- [Your goal] All entries are to be retyped without alteration.
Segment Open
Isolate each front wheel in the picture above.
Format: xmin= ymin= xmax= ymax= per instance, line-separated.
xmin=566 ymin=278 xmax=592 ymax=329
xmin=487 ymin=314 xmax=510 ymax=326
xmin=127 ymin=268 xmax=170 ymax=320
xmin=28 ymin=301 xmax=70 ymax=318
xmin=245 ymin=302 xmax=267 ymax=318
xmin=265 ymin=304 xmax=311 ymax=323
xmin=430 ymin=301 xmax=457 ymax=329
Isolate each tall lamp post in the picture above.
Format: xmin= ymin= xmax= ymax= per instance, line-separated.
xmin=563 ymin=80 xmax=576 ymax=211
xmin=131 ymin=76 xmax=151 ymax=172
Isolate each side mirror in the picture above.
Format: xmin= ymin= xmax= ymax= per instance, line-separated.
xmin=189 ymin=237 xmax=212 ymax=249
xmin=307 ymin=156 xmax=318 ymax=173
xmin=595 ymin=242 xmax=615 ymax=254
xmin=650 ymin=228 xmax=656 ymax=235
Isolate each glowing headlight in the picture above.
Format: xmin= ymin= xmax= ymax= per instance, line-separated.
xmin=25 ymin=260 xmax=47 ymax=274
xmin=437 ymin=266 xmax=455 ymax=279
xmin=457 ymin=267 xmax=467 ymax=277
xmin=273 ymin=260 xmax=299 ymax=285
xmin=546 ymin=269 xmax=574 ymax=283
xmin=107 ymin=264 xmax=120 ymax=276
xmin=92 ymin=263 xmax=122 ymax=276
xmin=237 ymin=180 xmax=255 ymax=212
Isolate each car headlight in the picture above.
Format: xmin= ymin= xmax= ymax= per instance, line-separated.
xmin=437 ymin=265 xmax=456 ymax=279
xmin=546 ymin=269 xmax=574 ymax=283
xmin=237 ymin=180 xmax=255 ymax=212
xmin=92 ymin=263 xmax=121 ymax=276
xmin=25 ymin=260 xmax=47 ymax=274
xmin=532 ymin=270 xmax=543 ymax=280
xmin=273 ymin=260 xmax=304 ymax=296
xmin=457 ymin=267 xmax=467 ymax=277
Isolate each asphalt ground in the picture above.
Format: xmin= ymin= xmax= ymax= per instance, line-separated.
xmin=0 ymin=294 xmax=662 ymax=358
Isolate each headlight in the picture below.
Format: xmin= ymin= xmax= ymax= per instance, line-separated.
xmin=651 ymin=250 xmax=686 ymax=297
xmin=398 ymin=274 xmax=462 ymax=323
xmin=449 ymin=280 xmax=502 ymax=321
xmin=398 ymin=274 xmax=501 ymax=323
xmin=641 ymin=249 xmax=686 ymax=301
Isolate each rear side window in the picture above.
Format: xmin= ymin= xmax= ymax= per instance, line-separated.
Segment Closed
- [Solution for this exercise]
Isolate each front wheel in the picture above.
Format: xmin= ymin= xmax= ymax= per instance, line-separated.
xmin=566 ymin=278 xmax=592 ymax=329
xmin=487 ymin=314 xmax=510 ymax=326
xmin=127 ymin=268 xmax=170 ymax=320
xmin=28 ymin=301 xmax=70 ymax=318
xmin=245 ymin=302 xmax=267 ymax=318
xmin=265 ymin=304 xmax=311 ymax=323
xmin=430 ymin=301 xmax=457 ymax=329
Isolate each tall lamp post in the picture above.
Format: xmin= ymin= xmax= ymax= per instance, line-separated.
xmin=563 ymin=80 xmax=576 ymax=211
xmin=131 ymin=76 xmax=151 ymax=172
Isolate each side mirror in the picture above.
Format: xmin= ymin= xmax= ymax= per instance, line-separated.
xmin=189 ymin=237 xmax=212 ymax=249
xmin=307 ymin=156 xmax=318 ymax=173
xmin=595 ymin=242 xmax=615 ymax=254
xmin=650 ymin=228 xmax=656 ymax=235
Isolate each glowing headlight in the picture above.
Format: xmin= ymin= xmax= ymax= per instance, line-separated.
xmin=25 ymin=260 xmax=47 ymax=274
xmin=437 ymin=266 xmax=455 ymax=279
xmin=457 ymin=267 xmax=467 ymax=277
xmin=273 ymin=260 xmax=299 ymax=285
xmin=546 ymin=269 xmax=574 ymax=283
xmin=107 ymin=264 xmax=120 ymax=276
xmin=92 ymin=263 xmax=122 ymax=276
xmin=237 ymin=180 xmax=255 ymax=212
Isolate each car headlight in the picture above.
Format: xmin= ymin= xmax= ymax= per instance, line-separated.
xmin=437 ymin=265 xmax=456 ymax=279
xmin=546 ymin=269 xmax=574 ymax=283
xmin=237 ymin=180 xmax=255 ymax=212
xmin=92 ymin=263 xmax=121 ymax=276
xmin=25 ymin=260 xmax=47 ymax=274
xmin=532 ymin=270 xmax=543 ymax=280
xmin=273 ymin=260 xmax=304 ymax=296
xmin=457 ymin=267 xmax=467 ymax=277
Isolate each asphalt ground in the picture above.
Format: xmin= ymin= xmax= ymax= per instance, line-separated.
xmin=0 ymin=294 xmax=662 ymax=358
Isolate each headlight in the picture below.
Format: xmin= ymin= xmax= ymax= per instance, line-separated.
xmin=651 ymin=250 xmax=686 ymax=297
xmin=398 ymin=274 xmax=462 ymax=323
xmin=449 ymin=280 xmax=502 ymax=321
xmin=398 ymin=274 xmax=501 ymax=323
xmin=641 ymin=249 xmax=686 ymax=301
Isolate each rear side window in the picture above.
Format: xmin= ymin= xmax= ymax= per instance, line-separated.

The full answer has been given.